» **AIM OF THE TASK**
Count the lines in the items below that contain the string "passenger", treating uppercase and lowercase as different. Give only the number.
== EXTRACTED RECORDS ==
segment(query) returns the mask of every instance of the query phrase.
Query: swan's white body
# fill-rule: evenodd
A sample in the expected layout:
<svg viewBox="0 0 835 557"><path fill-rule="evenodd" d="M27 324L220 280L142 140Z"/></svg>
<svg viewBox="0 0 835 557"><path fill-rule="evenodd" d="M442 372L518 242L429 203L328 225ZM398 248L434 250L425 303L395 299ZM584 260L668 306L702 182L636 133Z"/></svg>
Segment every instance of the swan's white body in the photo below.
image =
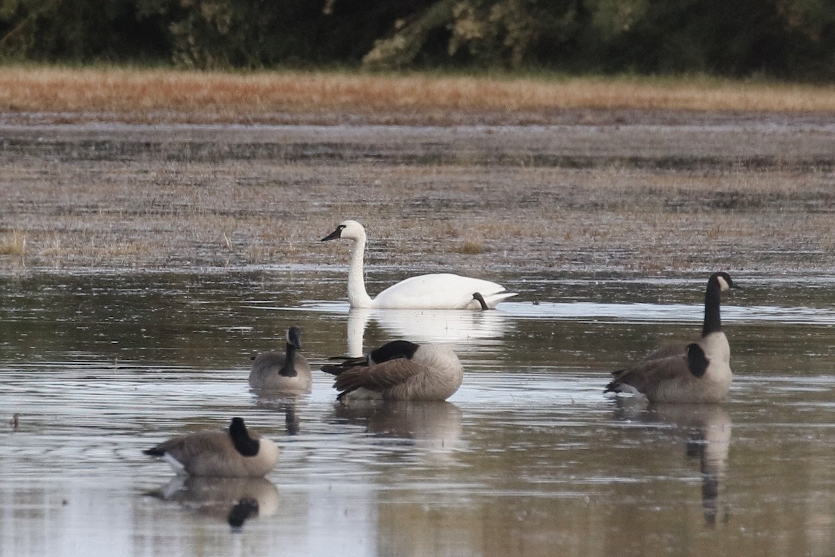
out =
<svg viewBox="0 0 835 557"><path fill-rule="evenodd" d="M365 228L356 220L345 220L331 235L323 239L345 238L353 241L351 266L348 268L348 302L352 307L377 307L405 310L478 309L482 306L473 297L478 293L489 308L516 296L504 286L490 281L461 276L452 273L420 275L392 285L372 299L362 276L365 257Z"/></svg>

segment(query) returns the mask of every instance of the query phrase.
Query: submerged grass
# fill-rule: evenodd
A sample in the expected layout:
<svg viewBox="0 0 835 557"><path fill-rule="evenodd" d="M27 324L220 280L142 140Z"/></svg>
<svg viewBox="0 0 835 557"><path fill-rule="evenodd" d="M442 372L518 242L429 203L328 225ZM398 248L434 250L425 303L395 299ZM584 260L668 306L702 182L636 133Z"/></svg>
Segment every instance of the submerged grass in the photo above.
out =
<svg viewBox="0 0 835 557"><path fill-rule="evenodd" d="M382 75L7 66L0 112L73 121L452 124L574 109L835 112L835 87L704 77Z"/></svg>

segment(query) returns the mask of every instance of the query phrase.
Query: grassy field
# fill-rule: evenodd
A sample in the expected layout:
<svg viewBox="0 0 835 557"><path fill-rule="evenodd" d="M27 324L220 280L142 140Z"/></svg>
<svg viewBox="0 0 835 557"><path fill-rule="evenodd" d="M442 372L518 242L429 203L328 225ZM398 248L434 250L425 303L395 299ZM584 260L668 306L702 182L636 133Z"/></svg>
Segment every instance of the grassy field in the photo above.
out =
<svg viewBox="0 0 835 557"><path fill-rule="evenodd" d="M200 73L4 67L9 119L136 123L544 124L577 110L835 113L835 87L706 77Z"/></svg>
<svg viewBox="0 0 835 557"><path fill-rule="evenodd" d="M704 78L6 68L0 270L343 264L318 240L356 218L397 268L832 272L833 111ZM130 125L165 123L352 125Z"/></svg>

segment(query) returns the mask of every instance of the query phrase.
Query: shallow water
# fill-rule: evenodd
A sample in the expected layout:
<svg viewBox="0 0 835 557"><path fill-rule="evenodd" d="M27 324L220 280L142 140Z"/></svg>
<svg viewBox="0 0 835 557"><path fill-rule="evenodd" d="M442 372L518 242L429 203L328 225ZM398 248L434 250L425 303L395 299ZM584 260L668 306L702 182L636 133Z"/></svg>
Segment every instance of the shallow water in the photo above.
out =
<svg viewBox="0 0 835 557"><path fill-rule="evenodd" d="M495 311L362 312L343 273L0 277L0 555L832 554L835 277L735 274L730 399L646 408L607 372L697 336L701 278L508 276ZM314 365L448 342L464 383L370 408L324 374L251 392L291 324ZM282 449L266 480L178 483L140 452L236 415Z"/></svg>

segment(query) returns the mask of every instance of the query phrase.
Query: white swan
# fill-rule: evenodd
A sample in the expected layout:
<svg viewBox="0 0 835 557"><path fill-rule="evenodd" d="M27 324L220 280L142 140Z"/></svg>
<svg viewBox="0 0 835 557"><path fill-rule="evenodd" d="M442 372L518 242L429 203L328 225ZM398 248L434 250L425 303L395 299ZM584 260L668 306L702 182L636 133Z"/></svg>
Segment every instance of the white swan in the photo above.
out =
<svg viewBox="0 0 835 557"><path fill-rule="evenodd" d="M322 241L345 238L353 241L348 268L348 302L352 307L379 307L405 310L460 310L493 308L498 302L516 296L490 281L436 273L412 276L392 285L373 300L366 291L362 277L365 256L365 228L356 220L345 220Z"/></svg>

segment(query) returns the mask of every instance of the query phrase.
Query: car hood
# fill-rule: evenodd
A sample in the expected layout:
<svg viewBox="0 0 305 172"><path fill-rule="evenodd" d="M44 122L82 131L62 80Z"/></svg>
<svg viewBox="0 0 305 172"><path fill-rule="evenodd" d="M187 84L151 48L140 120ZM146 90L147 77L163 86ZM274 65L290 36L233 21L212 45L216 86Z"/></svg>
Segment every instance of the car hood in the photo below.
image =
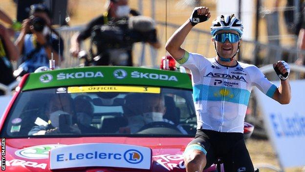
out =
<svg viewBox="0 0 305 172"><path fill-rule="evenodd" d="M59 152L60 152L57 153L60 154L58 154L57 159L55 157L55 159L59 160L59 161L67 161L67 158L65 157L65 155L64 155L64 152L66 151L67 149L71 151L76 151L78 149L80 149L78 150L82 152L81 150L87 149L89 148L94 149L92 147L96 147L109 150L118 149L121 147L126 147L128 148L128 151L137 150L137 148L146 149L147 152L148 152L147 153L149 154L149 156L150 157L149 160L150 167L146 170L144 169L145 168L142 169L138 168L134 169L131 167L136 167L136 165L134 165L134 166L131 165L129 167L124 167L124 165L119 164L122 167L117 168L114 167L119 166L118 164L109 165L112 162L114 161L112 161L110 162L110 164L107 165L110 167L96 167L96 165L90 166L88 165L88 164L86 164L86 166L87 167L65 168L65 171L92 172L97 171L104 172L119 171L185 172L182 154L186 146L192 139L192 138L112 137L7 139L5 141L6 171L50 172L63 171L64 169L57 168L56 169L54 169L52 168L52 166L50 166L50 159L52 158L52 155L55 154L55 153L53 153L55 152L55 150L58 150ZM63 147L65 148L66 150L60 149ZM87 148L84 149L84 147L87 147ZM68 148L67 149L67 148ZM50 150L52 150L50 151ZM50 152L51 152L50 153L49 153ZM84 150L83 152L84 152L86 151ZM130 153L130 151L129 152ZM139 153L141 154L141 153ZM93 154L94 153L92 153L92 156L94 156ZM141 155L142 156L146 155L145 154L143 155L142 154ZM69 157L74 160L77 159L77 154L70 154ZM69 157L68 155L67 156L67 157ZM95 156L98 155L96 155ZM111 155L109 156L111 156ZM112 156L113 156L113 154ZM128 161L128 160L127 161ZM65 162L70 161L71 161L67 160L67 161L65 161ZM95 161L96 162L97 161ZM131 163L132 163L132 162ZM93 167L93 166L94 167ZM207 171L207 172L208 171Z"/></svg>

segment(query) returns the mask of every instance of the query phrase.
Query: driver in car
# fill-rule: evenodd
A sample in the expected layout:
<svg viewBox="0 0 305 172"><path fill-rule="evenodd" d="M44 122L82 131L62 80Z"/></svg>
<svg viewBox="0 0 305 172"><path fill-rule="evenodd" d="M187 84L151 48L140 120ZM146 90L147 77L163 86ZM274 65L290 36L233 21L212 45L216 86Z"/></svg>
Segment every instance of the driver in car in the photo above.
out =
<svg viewBox="0 0 305 172"><path fill-rule="evenodd" d="M133 102L133 105L136 105L136 107L134 106L134 109L141 109L142 115L135 115L128 117L129 124L128 127L130 127L131 133L136 132L142 130L142 127L153 122L164 122L173 125L176 127L178 130L184 134L187 134L187 132L180 125L175 125L174 123L171 121L163 118L163 116L166 111L164 97L163 96L158 94L145 94L143 95L143 98L140 98L141 101L137 100L138 103ZM127 99L126 102L127 103ZM138 104L139 102L142 102L142 106ZM131 118L136 117L137 120L131 120ZM140 123L139 123L140 122ZM152 123L151 123L152 124ZM157 125L162 126L161 123ZM154 125L152 125L153 127ZM135 126L137 126L137 128L134 128Z"/></svg>
<svg viewBox="0 0 305 172"><path fill-rule="evenodd" d="M76 124L66 123L67 124L63 126L64 128L60 128L60 116L65 115L65 122L72 123L72 115L74 113L73 99L68 95L54 95L50 98L46 107L46 117L37 118L35 124L38 126L34 126L29 132L28 135L49 135L62 133L80 134L81 131ZM47 122L44 121L45 119Z"/></svg>

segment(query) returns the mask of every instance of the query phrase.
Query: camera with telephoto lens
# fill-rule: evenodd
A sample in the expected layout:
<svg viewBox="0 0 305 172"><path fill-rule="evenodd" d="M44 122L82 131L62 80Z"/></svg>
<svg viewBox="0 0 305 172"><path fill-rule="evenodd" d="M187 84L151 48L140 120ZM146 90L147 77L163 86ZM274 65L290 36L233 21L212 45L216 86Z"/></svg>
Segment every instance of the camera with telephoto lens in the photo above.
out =
<svg viewBox="0 0 305 172"><path fill-rule="evenodd" d="M37 17L31 18L31 25L33 26L33 28L36 31L39 32L42 32L45 24L45 21L42 18Z"/></svg>
<svg viewBox="0 0 305 172"><path fill-rule="evenodd" d="M136 42L157 41L154 22L138 16L112 25L96 25L91 33L89 58L93 66L125 66L126 54Z"/></svg>

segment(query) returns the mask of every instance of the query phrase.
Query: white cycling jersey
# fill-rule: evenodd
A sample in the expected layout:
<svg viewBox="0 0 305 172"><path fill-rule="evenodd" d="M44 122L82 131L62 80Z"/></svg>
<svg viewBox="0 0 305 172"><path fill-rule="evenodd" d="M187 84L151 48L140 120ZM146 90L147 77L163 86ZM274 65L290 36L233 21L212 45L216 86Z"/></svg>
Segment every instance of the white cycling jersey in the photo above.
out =
<svg viewBox="0 0 305 172"><path fill-rule="evenodd" d="M238 62L227 67L187 51L183 60L181 65L192 72L197 129L243 133L252 87L270 98L277 89L254 65Z"/></svg>

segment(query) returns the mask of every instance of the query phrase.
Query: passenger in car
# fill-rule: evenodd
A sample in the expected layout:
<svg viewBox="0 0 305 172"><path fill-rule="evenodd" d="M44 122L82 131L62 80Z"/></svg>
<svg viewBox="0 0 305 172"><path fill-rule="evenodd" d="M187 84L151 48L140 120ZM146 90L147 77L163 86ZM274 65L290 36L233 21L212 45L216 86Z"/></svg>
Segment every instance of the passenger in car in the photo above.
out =
<svg viewBox="0 0 305 172"><path fill-rule="evenodd" d="M139 131L142 127L150 123L160 122L174 125L182 133L187 134L182 126L176 125L172 121L163 118L166 107L163 95L134 94L127 96L125 99L127 107L131 111L130 114L125 113L129 122L127 127L130 128L131 133Z"/></svg>
<svg viewBox="0 0 305 172"><path fill-rule="evenodd" d="M29 135L81 133L77 125L72 124L74 107L69 95L55 95L50 98L47 104L45 113L46 118L37 118L35 123L38 126L34 126L29 132ZM47 122L43 120L45 118L48 119Z"/></svg>
<svg viewBox="0 0 305 172"><path fill-rule="evenodd" d="M93 106L91 98L87 96L80 95L74 98L75 112L77 124L82 134L97 133L97 128L91 126L93 115Z"/></svg>
<svg viewBox="0 0 305 172"><path fill-rule="evenodd" d="M124 116L127 117L128 125L120 128L120 133L134 133L145 124L143 113L143 95L139 93L131 93L125 97L125 104L123 106Z"/></svg>
<svg viewBox="0 0 305 172"><path fill-rule="evenodd" d="M172 121L163 118L167 108L165 107L164 97L163 95L147 95L143 100L143 116L146 124L152 122L163 122L175 125ZM175 115L176 114L173 114L173 115ZM182 126L179 125L176 126L182 134L187 134L187 132Z"/></svg>

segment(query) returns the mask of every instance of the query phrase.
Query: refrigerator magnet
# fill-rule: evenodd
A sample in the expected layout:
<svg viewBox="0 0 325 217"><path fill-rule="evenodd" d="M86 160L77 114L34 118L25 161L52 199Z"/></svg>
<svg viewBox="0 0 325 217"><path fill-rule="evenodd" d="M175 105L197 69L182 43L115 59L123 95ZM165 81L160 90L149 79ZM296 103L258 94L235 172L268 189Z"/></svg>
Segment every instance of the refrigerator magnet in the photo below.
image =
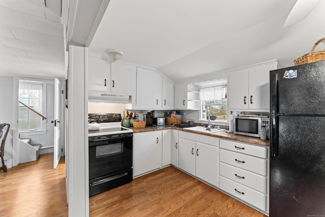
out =
<svg viewBox="0 0 325 217"><path fill-rule="evenodd" d="M291 79L291 78L296 78L297 76L297 70L285 70L283 75L283 78Z"/></svg>

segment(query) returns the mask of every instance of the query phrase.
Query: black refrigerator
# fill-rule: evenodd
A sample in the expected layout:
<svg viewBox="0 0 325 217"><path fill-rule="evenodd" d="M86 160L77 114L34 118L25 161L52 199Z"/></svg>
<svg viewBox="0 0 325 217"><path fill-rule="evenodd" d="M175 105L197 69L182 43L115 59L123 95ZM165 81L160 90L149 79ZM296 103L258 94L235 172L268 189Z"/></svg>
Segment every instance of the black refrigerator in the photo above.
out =
<svg viewBox="0 0 325 217"><path fill-rule="evenodd" d="M325 216L325 60L270 79L270 216Z"/></svg>

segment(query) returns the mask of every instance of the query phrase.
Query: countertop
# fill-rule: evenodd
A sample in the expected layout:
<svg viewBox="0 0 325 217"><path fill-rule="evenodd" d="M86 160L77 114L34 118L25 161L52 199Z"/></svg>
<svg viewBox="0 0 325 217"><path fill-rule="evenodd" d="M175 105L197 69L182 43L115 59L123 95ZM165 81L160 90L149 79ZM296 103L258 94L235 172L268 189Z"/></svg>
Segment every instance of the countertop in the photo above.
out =
<svg viewBox="0 0 325 217"><path fill-rule="evenodd" d="M269 140L262 140L259 139L259 138L257 137L241 136L239 135L234 134L233 133L226 133L225 131L222 131L213 134L210 134L200 132L190 131L187 130L184 130L182 128L180 128L175 126L166 126L165 127L158 127L146 126L144 128L135 128L133 127L128 128L133 130L133 132L135 133L172 129L181 131L196 133L197 134L204 135L206 136L212 136L213 137L221 138L222 139L230 139L232 140L237 141L238 142L246 142L247 143L253 144L255 145L262 145L264 146L270 146L270 141Z"/></svg>

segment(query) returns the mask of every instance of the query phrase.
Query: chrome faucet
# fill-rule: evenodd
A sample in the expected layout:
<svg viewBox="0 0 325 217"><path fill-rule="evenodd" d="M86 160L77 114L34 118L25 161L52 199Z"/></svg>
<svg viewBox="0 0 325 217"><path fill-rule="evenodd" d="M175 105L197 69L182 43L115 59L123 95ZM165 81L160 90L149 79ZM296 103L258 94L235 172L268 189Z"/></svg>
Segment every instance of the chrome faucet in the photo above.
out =
<svg viewBox="0 0 325 217"><path fill-rule="evenodd" d="M208 127L207 127L206 130L208 130L211 131L211 128L212 127L212 125L211 125L211 120L210 119L210 110L208 110L208 119L209 121L208 121Z"/></svg>

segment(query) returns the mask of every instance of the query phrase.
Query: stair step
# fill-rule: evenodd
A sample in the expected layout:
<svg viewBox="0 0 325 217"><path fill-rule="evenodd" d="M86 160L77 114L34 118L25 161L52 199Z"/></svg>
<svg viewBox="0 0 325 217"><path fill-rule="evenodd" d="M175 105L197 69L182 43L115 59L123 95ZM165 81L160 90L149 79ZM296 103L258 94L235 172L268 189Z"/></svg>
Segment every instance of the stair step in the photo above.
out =
<svg viewBox="0 0 325 217"><path fill-rule="evenodd" d="M42 146L42 145L41 144L34 144L30 145L36 148L36 150L37 150L37 152L36 152L36 154L37 156L36 159L38 159L39 158L39 157L40 156L40 149L41 149L41 146Z"/></svg>
<svg viewBox="0 0 325 217"><path fill-rule="evenodd" d="M30 144L30 138L26 138L26 139L19 139L20 140L26 143L27 144Z"/></svg>

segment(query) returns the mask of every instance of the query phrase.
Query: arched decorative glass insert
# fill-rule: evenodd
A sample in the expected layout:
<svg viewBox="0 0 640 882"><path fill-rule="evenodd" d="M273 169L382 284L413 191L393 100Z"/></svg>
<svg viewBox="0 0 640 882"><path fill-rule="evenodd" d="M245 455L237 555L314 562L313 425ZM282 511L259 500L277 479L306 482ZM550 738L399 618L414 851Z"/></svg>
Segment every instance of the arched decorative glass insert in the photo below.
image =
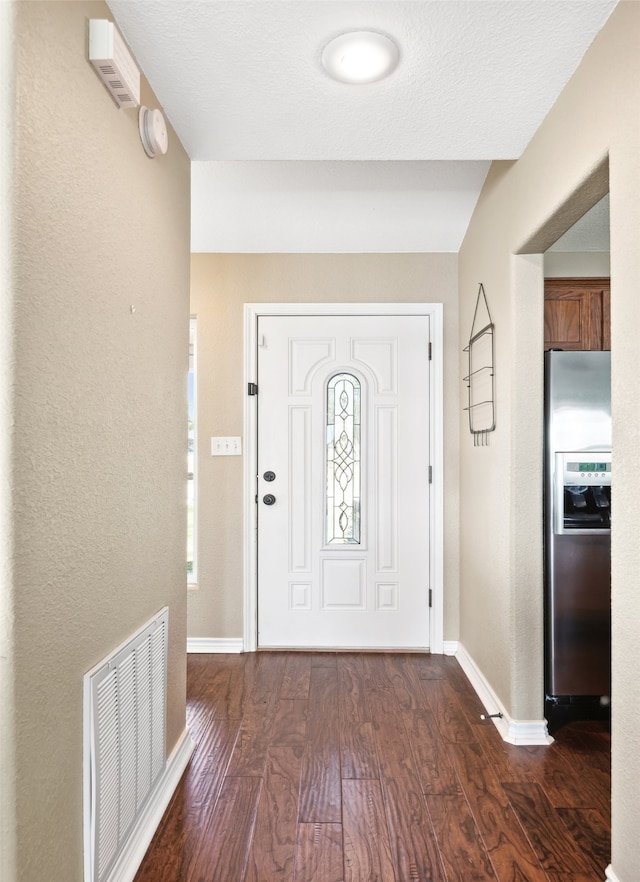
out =
<svg viewBox="0 0 640 882"><path fill-rule="evenodd" d="M327 385L327 545L360 544L360 381Z"/></svg>

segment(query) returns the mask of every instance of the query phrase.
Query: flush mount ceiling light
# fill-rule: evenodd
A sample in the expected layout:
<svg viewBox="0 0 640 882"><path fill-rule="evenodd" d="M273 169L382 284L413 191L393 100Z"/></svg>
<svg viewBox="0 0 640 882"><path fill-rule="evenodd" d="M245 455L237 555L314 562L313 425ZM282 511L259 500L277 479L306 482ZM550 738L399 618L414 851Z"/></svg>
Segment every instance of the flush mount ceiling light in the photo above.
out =
<svg viewBox="0 0 640 882"><path fill-rule="evenodd" d="M322 66L341 83L375 83L389 76L399 59L398 47L384 34L350 31L327 43Z"/></svg>

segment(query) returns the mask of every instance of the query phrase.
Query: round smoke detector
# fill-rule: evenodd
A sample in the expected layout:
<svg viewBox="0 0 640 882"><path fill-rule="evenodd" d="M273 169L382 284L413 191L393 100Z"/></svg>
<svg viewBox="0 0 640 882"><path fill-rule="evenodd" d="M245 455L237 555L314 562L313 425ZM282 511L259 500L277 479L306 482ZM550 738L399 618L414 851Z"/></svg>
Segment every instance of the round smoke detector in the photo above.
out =
<svg viewBox="0 0 640 882"><path fill-rule="evenodd" d="M159 153L166 153L169 146L167 126L160 110L150 110L144 105L138 114L140 140L144 152L152 159Z"/></svg>

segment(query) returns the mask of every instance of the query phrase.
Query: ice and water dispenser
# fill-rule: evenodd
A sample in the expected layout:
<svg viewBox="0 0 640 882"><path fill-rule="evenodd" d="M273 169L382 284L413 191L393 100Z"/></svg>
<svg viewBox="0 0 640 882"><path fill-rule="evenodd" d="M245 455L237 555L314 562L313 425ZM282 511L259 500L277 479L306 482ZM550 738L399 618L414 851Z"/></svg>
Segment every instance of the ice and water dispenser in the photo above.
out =
<svg viewBox="0 0 640 882"><path fill-rule="evenodd" d="M611 451L556 453L555 484L556 534L611 529Z"/></svg>

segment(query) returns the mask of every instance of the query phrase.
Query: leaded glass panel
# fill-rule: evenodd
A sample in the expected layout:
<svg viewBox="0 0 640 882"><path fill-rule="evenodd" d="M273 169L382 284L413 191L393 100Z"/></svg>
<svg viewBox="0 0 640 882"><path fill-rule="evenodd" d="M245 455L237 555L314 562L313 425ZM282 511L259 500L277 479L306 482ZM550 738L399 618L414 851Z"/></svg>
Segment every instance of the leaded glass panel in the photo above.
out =
<svg viewBox="0 0 640 882"><path fill-rule="evenodd" d="M360 381L327 385L327 545L360 544Z"/></svg>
===
» **TASK SOLUTION**
2